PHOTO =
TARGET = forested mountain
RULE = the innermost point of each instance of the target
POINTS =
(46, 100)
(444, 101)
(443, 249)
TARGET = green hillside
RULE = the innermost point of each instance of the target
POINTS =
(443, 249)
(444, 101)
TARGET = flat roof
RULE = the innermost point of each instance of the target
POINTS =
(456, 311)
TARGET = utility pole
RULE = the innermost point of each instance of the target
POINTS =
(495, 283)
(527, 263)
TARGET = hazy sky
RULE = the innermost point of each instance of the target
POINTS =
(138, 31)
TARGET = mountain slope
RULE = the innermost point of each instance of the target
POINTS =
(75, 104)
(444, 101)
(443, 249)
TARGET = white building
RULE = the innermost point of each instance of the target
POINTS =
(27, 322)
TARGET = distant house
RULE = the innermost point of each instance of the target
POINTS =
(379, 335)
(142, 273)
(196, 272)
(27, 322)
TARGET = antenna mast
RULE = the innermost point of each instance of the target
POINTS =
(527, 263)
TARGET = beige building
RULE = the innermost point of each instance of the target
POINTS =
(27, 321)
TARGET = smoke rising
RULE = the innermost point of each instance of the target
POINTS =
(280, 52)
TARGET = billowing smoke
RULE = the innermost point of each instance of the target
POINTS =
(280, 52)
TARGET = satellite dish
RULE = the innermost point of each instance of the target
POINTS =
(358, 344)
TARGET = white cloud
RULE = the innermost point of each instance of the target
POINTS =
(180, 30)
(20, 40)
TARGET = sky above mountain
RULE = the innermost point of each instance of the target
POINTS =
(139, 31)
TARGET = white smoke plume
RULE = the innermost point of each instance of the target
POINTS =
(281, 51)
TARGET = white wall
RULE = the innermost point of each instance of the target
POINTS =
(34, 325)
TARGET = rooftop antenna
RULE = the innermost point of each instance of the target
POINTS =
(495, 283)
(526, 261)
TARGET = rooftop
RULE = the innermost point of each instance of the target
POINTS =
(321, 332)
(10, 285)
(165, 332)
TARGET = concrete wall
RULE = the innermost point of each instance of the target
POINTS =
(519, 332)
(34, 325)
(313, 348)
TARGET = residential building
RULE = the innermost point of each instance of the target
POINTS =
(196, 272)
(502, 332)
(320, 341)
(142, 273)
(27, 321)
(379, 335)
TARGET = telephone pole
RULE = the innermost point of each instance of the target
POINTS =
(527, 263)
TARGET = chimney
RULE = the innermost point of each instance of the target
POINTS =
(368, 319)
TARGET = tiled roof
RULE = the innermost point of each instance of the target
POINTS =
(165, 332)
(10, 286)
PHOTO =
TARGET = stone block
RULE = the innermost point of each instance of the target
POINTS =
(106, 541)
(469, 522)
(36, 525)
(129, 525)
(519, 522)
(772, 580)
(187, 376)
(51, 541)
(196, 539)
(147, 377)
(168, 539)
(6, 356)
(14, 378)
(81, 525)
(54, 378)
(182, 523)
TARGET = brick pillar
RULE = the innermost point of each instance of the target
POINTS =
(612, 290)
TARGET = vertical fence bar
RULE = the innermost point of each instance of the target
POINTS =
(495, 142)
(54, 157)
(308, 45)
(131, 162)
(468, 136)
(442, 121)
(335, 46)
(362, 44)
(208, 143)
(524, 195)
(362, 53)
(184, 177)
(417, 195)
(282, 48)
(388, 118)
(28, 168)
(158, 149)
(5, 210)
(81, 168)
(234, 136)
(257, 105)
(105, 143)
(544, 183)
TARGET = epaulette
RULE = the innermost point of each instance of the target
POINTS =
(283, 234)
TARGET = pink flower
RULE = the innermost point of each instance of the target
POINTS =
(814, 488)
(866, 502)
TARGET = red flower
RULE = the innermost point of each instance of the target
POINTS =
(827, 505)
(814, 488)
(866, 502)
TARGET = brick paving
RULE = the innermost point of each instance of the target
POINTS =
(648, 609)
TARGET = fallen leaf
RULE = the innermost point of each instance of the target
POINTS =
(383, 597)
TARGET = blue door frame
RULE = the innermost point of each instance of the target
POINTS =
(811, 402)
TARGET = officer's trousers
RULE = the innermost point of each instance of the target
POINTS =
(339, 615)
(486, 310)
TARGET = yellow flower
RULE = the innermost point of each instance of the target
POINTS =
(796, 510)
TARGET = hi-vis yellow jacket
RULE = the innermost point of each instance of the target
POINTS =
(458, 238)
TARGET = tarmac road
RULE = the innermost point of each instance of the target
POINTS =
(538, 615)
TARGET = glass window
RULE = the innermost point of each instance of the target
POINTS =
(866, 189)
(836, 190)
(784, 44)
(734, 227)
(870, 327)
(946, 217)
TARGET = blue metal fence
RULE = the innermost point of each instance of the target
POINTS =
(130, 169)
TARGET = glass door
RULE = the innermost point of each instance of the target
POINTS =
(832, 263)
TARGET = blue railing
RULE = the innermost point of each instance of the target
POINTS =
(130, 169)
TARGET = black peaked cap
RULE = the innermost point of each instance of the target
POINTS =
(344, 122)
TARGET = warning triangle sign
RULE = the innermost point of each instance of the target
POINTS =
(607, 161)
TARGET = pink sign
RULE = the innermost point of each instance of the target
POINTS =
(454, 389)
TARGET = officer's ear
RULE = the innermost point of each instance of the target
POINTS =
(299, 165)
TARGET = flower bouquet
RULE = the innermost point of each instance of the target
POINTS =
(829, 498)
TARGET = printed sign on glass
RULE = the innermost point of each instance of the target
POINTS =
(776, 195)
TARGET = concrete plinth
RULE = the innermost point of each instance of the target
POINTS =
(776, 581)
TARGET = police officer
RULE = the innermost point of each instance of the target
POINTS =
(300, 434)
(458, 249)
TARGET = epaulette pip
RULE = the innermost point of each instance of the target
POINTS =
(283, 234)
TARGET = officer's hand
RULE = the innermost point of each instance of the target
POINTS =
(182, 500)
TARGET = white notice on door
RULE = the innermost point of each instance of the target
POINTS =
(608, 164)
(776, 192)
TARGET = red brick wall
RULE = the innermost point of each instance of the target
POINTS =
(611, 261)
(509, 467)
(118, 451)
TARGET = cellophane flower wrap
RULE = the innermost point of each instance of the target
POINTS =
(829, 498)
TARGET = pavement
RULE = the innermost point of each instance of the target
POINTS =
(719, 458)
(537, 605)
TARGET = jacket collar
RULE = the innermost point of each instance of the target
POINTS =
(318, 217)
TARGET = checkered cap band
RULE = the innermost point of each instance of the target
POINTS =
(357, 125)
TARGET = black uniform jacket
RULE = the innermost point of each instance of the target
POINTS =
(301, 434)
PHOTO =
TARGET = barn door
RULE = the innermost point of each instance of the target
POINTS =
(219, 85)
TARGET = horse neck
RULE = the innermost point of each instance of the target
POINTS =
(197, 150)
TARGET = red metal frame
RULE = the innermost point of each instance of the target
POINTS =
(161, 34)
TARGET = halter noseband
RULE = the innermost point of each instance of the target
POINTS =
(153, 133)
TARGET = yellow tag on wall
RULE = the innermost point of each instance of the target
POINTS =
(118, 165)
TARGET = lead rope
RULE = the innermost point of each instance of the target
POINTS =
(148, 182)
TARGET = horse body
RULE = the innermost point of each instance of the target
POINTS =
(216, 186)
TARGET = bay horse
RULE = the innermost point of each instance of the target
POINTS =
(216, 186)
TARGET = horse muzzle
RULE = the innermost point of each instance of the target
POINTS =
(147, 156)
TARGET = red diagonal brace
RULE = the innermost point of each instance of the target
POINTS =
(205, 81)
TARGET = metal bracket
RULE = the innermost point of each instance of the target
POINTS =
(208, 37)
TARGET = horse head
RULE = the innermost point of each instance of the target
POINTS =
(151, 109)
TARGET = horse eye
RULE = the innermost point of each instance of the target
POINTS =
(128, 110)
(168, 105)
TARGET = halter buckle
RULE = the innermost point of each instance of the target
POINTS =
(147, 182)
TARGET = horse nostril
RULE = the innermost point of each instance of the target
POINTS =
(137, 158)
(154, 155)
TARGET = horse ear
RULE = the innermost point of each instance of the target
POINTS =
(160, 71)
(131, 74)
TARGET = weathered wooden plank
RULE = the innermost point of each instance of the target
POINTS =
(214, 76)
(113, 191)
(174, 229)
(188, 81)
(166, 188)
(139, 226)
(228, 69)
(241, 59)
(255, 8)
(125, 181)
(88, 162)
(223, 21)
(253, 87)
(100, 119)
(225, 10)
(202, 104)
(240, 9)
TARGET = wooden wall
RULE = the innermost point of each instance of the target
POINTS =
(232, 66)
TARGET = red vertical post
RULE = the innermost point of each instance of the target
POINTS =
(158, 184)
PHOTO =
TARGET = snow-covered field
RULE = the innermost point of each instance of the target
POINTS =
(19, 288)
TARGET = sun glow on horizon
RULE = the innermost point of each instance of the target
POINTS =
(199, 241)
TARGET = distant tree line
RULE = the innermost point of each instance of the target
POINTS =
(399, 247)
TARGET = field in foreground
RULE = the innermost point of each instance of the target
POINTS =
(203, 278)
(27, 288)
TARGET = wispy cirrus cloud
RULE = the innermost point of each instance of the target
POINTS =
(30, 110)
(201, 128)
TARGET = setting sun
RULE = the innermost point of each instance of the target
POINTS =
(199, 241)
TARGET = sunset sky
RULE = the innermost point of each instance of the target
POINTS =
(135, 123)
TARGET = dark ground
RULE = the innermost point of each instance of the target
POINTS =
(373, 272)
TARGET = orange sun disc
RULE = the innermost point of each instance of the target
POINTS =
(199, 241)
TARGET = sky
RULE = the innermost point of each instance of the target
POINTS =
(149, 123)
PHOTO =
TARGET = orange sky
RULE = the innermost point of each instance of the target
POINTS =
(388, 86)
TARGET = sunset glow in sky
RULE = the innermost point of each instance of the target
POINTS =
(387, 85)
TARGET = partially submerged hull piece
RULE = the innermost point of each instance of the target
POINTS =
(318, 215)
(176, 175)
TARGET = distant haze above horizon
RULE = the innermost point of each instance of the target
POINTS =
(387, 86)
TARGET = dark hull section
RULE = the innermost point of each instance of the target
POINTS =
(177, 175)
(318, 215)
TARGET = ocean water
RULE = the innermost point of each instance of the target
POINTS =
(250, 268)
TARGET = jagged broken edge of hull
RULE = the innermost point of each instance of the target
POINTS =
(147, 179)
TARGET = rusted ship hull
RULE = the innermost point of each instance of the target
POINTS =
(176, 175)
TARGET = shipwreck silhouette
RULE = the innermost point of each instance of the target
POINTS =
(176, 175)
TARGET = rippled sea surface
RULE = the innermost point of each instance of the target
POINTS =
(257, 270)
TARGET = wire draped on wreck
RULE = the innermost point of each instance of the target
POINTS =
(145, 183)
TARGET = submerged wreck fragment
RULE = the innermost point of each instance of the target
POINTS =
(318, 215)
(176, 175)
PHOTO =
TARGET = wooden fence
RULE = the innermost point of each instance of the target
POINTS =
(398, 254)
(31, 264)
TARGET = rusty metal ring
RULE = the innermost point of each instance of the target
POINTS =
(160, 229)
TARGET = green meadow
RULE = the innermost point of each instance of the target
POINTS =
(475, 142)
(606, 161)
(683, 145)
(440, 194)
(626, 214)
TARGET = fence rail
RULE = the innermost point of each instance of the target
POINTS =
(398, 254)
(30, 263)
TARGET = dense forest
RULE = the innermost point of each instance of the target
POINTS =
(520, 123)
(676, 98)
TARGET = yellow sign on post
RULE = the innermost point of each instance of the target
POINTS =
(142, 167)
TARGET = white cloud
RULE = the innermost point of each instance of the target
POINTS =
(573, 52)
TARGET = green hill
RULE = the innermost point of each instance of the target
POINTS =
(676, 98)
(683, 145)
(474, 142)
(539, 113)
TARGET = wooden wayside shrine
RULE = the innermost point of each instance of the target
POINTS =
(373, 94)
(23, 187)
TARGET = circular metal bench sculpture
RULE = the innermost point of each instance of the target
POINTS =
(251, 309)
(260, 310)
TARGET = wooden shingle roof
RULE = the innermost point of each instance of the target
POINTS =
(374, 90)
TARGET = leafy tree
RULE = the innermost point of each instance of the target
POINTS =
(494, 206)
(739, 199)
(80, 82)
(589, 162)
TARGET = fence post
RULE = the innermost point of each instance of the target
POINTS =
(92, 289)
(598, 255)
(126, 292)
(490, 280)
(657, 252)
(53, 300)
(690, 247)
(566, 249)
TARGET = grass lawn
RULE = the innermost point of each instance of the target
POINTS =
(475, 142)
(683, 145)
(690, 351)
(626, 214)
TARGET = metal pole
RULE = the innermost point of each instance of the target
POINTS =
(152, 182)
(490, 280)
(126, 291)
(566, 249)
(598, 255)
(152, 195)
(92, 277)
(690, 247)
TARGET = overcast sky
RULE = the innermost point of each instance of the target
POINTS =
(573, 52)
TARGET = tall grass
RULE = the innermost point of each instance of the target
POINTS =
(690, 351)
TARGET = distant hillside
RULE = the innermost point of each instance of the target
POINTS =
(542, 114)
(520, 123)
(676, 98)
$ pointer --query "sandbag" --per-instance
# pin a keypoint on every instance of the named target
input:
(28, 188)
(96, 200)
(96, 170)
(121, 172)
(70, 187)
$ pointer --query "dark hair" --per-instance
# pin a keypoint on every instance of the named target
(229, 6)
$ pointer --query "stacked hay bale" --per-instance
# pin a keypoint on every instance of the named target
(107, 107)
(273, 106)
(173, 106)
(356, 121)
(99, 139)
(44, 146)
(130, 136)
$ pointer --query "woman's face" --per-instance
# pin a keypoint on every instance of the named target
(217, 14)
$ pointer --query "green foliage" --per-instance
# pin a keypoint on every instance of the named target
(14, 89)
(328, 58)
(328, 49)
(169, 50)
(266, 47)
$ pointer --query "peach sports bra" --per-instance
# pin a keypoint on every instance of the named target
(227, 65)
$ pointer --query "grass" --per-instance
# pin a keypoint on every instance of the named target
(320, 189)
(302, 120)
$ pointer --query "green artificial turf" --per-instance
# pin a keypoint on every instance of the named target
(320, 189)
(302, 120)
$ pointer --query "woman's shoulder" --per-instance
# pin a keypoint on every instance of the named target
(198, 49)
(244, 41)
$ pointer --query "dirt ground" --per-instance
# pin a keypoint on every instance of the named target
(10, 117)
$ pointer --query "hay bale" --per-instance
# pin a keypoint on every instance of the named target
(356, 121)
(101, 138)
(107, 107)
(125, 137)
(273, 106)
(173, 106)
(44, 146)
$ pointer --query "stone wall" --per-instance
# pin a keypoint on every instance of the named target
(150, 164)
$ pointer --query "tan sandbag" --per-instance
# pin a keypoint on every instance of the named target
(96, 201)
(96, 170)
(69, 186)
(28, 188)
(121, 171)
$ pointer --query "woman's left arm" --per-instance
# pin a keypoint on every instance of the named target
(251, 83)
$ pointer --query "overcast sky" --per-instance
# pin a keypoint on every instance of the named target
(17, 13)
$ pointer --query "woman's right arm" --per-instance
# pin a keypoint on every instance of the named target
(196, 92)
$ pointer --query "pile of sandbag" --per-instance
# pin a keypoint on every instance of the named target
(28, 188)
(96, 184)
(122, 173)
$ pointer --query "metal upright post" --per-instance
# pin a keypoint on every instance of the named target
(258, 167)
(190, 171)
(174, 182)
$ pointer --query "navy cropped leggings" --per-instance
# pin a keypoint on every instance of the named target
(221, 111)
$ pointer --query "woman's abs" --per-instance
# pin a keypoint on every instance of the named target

ABOUT THIS EXERCISE
Print only the lines that run from the start of the listing to the line bearing "TARGET = flat roof"; please keep the first line and that last one, exactly as they appear.

SOLUTION FOR THIS EXERCISE
PHOTO =
TARGET = forested mountain
RULE = the innermost point of each instance of the target
POINTS =
(46, 100)
(444, 101)
(443, 249)
TARGET = green hillside
RULE = the innermost point of each instance of the target
POINTS =
(443, 249)
(444, 101)
TARGET = flat roof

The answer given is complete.